> ABOUT THIS EXERCISE
Continue the passage comparing the speaker's migration to the life of a monarch butterfly, starting right after its last sentence.

> EXTRACT TO READ

Still from “The Upper Side of the Sky” (2019) VR, 10:00 duration.

Installation view.


Apr 12 — May 12

Just like the monarch butterfly, I too am an immigrant that has migrated 2000 miles away from home, looking for a place to rest. Just like the caterpillar that becomes a monarch, to protect my self from predators, I match my skin colour to the same shade of green of my milky plant, to render myself invisible. As I shed my skin, I will do it again, and again, and again. After four weeks of eating milkleaves, and shedding four skins, my cells are ready to morph, to grow. I will need to find a spot to metamorphose safely, as this body as I know it is no longer mine. My time with these six legs and sixteen eyes is over, and it is time for me to move on, to crystallize and fly. I find a spot to hang upsidedown from, the silk I radiate carries the weight of my body. I thread myself a cocoon, and trust that this will hold me as I transform. Trusting in the ability of my body to create magic and to take me into my next life. As I find the leaf, branch, and root that will hold me through metamorphosis, to be the place of birth for my next life, I change the hues of my skin to match my environment, protecting myself in this delicate transformative process.

Phrase grounding data:
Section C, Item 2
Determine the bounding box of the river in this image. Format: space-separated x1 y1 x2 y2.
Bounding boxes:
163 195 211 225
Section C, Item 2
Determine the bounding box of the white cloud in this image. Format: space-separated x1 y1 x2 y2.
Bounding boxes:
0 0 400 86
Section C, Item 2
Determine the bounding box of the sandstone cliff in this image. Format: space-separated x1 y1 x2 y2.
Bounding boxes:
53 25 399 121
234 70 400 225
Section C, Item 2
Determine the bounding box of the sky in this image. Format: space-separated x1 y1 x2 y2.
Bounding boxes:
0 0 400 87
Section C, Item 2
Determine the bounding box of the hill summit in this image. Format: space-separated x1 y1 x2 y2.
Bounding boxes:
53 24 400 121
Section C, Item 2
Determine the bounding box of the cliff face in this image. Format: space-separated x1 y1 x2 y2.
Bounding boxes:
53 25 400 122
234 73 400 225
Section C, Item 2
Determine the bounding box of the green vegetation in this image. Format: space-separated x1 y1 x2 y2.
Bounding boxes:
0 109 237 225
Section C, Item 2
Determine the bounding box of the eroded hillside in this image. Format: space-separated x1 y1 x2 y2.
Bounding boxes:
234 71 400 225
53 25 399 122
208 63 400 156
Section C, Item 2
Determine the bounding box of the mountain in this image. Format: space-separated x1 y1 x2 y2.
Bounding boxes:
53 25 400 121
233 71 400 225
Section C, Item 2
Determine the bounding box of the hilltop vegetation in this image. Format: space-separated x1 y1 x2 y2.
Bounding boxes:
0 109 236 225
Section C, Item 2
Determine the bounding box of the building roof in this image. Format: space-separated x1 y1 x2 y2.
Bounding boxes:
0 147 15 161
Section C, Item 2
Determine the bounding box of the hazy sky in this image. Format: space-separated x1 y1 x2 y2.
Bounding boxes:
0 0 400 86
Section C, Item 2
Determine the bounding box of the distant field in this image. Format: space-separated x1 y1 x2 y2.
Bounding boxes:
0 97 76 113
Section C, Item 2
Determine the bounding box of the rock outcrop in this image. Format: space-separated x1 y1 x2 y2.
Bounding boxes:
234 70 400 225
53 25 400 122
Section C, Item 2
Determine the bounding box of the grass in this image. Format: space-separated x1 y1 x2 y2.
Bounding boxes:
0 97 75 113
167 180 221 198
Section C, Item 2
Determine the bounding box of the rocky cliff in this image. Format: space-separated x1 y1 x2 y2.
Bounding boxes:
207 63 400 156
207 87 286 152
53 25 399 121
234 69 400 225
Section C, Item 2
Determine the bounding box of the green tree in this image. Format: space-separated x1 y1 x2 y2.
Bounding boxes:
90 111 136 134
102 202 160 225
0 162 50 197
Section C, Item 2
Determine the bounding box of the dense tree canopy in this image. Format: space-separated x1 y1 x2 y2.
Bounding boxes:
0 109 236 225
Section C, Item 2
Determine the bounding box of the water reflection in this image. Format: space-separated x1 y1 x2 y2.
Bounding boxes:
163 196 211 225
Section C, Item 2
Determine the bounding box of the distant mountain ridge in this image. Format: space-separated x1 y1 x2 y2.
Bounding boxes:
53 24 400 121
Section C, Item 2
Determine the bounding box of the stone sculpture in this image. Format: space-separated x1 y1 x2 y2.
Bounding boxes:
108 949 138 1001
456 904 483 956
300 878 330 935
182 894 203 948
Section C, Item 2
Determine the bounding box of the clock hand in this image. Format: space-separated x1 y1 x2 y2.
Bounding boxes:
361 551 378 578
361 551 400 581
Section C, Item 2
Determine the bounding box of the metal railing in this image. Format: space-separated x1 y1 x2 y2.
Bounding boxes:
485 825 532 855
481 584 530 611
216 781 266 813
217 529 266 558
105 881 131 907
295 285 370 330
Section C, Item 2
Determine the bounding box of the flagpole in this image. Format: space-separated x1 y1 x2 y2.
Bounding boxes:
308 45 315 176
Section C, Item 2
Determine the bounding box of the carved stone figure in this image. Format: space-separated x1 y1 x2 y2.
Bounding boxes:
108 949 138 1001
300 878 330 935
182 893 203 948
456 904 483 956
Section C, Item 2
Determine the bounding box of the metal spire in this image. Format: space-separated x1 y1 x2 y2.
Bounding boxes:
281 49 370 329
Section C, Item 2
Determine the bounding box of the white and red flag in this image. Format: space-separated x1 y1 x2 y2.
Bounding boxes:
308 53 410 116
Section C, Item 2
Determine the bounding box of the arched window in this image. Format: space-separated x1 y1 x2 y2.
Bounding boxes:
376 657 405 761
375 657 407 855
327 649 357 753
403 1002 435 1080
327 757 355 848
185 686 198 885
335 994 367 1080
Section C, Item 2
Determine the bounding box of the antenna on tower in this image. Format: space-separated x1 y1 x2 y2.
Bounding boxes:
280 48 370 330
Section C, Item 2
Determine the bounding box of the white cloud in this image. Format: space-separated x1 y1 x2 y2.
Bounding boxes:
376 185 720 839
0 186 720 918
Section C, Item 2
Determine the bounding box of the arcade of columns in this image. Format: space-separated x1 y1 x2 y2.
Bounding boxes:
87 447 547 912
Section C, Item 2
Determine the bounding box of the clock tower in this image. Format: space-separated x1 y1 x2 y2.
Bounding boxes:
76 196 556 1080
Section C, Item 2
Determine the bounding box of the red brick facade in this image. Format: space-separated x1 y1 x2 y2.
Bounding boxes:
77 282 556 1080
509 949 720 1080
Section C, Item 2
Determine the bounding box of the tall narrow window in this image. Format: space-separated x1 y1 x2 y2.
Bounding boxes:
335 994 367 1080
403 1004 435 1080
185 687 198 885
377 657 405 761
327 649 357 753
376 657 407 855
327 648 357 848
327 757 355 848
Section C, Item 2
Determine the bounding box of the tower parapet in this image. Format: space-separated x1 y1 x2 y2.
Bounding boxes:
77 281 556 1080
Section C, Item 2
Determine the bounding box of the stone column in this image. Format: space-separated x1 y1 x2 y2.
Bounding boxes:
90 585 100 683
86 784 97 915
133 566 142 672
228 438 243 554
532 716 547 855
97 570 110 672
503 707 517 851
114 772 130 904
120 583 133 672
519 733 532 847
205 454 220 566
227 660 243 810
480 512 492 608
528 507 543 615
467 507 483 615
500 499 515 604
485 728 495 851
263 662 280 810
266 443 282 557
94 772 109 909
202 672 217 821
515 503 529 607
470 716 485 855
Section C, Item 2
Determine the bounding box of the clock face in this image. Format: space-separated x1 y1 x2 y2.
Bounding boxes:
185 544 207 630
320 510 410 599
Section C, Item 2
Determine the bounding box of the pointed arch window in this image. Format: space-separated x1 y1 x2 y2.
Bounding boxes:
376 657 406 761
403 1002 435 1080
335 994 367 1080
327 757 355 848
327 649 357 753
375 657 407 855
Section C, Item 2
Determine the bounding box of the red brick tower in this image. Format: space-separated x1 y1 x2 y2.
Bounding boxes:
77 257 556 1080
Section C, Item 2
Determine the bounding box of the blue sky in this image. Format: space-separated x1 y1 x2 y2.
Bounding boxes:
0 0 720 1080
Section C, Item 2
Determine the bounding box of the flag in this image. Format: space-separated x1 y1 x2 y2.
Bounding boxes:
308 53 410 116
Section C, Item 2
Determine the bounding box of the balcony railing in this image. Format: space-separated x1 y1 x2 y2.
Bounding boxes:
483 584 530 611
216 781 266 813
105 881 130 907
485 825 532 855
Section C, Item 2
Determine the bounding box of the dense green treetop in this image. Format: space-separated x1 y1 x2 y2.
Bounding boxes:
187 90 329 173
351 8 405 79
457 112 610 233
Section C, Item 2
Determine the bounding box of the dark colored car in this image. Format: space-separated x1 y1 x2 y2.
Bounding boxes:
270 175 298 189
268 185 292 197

> RESPONSE AREA
Are you ready to fly, to crystallize, to have wings?

“The Upper Side of the Sky” is a virtual reality work that resurrects Syrian agriculture and architecture. The digital ecosystem consists of a greenhouse, courtyard, chrysalis chamber, butterflies and other ancient monuments native to the Syrian desert, Palmyra. The monuments rendered in VR have been destroyed, and the species rendered in VR have recently gone endangered or extinct as the collateral damage of the Syrian Civil War. The digitization of lost architectures and plant life allowing them to live on unharmed in an XYZ dimension.

Jawa El Khash (born 1995, Damascus) is a multidisciplinary artist that uses virtual reality, holography and painting to investigate nature, architecture, and immigrant refugee culture.